§ Records to use
*** Begin section ***

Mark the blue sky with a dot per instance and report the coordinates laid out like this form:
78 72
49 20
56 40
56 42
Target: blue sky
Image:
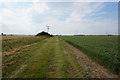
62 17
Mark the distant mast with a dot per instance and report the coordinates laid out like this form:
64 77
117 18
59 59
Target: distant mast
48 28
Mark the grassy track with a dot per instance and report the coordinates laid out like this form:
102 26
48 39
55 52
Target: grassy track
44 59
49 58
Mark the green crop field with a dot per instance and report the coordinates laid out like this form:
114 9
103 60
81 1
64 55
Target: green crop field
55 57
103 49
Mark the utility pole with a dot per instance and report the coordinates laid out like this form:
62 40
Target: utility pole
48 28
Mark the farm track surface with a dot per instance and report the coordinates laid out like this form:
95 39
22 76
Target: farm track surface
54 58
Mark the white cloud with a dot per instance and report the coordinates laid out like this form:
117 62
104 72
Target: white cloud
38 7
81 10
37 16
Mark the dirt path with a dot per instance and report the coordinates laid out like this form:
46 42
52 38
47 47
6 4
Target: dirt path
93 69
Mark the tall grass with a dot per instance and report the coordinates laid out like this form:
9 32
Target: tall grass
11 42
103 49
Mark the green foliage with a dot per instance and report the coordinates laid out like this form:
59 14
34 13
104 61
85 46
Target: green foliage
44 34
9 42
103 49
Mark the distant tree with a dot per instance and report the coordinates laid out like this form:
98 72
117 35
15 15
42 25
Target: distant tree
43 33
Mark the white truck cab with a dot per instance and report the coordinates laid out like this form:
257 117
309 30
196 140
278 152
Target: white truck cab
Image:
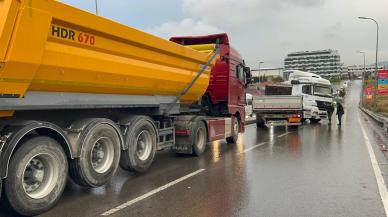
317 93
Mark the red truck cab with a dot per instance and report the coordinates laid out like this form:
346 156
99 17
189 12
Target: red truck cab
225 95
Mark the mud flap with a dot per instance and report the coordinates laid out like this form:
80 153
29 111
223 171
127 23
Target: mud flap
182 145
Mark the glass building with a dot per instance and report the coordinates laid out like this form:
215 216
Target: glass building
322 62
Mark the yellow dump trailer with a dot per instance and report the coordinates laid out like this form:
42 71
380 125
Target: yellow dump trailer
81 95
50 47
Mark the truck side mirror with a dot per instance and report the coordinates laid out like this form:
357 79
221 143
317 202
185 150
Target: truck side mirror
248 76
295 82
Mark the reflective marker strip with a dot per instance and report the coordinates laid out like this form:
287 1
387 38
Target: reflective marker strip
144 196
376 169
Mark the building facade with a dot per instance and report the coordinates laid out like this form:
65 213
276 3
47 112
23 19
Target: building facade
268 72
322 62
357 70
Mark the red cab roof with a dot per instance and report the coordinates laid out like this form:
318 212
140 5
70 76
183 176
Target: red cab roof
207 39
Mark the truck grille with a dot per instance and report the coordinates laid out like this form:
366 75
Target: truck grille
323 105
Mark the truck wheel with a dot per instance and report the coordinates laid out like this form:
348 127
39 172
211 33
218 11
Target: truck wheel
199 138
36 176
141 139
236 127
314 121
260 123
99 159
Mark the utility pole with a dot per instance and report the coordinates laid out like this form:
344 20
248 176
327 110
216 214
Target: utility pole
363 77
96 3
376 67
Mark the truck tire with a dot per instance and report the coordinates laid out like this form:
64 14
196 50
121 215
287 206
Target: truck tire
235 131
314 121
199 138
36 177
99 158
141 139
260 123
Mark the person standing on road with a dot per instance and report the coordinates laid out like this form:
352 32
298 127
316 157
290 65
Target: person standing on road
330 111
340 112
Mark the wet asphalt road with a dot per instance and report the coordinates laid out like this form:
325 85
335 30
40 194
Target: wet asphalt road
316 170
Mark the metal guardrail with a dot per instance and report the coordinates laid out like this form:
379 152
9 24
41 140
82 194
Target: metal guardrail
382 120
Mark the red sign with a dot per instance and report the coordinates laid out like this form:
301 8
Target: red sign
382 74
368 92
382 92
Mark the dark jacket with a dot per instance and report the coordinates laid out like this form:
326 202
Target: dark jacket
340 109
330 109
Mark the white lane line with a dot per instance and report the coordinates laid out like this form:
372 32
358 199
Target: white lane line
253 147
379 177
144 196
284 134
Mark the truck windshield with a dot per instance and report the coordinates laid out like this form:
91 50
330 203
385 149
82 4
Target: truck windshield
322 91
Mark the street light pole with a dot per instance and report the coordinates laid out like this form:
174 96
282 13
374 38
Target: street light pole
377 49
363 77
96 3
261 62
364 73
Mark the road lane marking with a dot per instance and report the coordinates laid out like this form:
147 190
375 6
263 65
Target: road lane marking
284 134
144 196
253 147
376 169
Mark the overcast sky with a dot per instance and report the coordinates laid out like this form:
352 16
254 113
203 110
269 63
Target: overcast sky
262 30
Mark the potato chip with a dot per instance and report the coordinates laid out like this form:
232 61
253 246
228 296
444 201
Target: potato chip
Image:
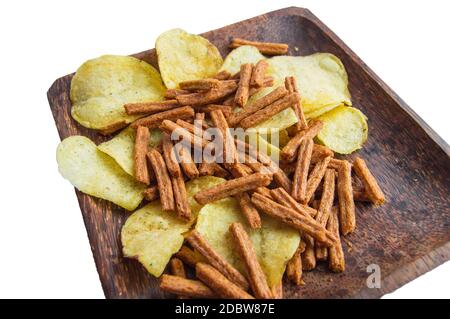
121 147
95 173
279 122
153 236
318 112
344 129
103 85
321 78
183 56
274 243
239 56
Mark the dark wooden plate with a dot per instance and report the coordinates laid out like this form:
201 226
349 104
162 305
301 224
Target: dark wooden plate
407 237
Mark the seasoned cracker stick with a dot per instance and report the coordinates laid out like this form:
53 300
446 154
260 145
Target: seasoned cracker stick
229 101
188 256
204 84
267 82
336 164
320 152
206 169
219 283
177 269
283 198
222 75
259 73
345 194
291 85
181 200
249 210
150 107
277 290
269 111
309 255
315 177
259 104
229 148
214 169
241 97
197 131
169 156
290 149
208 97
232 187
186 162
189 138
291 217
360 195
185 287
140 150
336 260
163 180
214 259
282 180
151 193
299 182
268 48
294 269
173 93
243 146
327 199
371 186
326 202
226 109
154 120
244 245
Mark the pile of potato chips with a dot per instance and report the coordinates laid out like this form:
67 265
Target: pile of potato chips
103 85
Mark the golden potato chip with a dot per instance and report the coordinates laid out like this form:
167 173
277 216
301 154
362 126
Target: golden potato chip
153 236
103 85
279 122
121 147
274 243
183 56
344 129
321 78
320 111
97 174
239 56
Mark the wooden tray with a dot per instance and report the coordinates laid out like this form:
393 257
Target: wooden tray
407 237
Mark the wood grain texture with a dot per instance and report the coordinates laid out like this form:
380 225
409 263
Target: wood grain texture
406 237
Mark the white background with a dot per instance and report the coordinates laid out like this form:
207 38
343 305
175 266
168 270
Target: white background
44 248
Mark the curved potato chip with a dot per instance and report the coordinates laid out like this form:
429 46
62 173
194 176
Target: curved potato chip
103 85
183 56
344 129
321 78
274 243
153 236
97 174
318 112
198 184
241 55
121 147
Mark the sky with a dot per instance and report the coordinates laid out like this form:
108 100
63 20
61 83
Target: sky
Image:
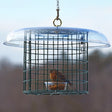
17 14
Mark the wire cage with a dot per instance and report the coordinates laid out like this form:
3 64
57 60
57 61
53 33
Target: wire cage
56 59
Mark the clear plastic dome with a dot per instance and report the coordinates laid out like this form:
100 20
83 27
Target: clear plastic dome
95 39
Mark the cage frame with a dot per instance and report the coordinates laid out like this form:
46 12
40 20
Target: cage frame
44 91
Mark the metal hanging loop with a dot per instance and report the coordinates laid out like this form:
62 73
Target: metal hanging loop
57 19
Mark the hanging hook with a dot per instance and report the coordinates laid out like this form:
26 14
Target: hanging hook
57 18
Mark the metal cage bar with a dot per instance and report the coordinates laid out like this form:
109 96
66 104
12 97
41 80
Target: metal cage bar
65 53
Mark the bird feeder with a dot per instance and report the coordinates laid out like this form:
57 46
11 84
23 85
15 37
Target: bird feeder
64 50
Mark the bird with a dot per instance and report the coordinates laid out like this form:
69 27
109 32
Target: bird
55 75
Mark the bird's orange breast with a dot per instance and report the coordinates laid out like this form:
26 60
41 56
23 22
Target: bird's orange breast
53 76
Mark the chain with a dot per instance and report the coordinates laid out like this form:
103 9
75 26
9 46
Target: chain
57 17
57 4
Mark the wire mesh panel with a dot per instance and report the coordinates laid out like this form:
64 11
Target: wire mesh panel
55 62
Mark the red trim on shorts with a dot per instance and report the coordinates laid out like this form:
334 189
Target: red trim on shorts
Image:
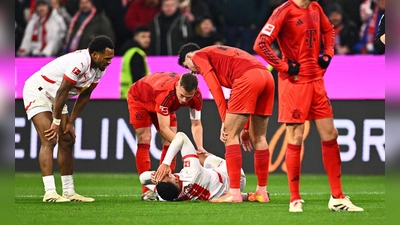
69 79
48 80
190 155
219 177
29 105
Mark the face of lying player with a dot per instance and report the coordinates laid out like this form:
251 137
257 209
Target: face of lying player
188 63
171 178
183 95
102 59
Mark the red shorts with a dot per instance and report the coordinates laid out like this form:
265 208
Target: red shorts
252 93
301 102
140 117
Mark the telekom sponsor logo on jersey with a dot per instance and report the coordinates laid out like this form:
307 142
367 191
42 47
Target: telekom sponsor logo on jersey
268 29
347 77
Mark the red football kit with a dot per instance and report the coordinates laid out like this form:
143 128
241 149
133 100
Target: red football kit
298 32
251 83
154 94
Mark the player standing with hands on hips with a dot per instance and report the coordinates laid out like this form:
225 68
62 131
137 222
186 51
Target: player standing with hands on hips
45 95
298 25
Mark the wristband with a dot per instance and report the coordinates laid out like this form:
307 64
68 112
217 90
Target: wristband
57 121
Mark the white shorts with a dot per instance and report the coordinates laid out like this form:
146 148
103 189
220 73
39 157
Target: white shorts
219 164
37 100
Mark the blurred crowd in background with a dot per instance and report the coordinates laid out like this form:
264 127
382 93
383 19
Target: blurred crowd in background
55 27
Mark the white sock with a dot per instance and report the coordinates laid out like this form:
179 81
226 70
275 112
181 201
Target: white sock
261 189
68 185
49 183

*** End section ***

§ Exercise aim
Which of the lines above hold the word "blue"? Copy each one.

§ Response
Mark the blue sky with a dot per instance and report the coordinates laid out like this form:
Target: blue sky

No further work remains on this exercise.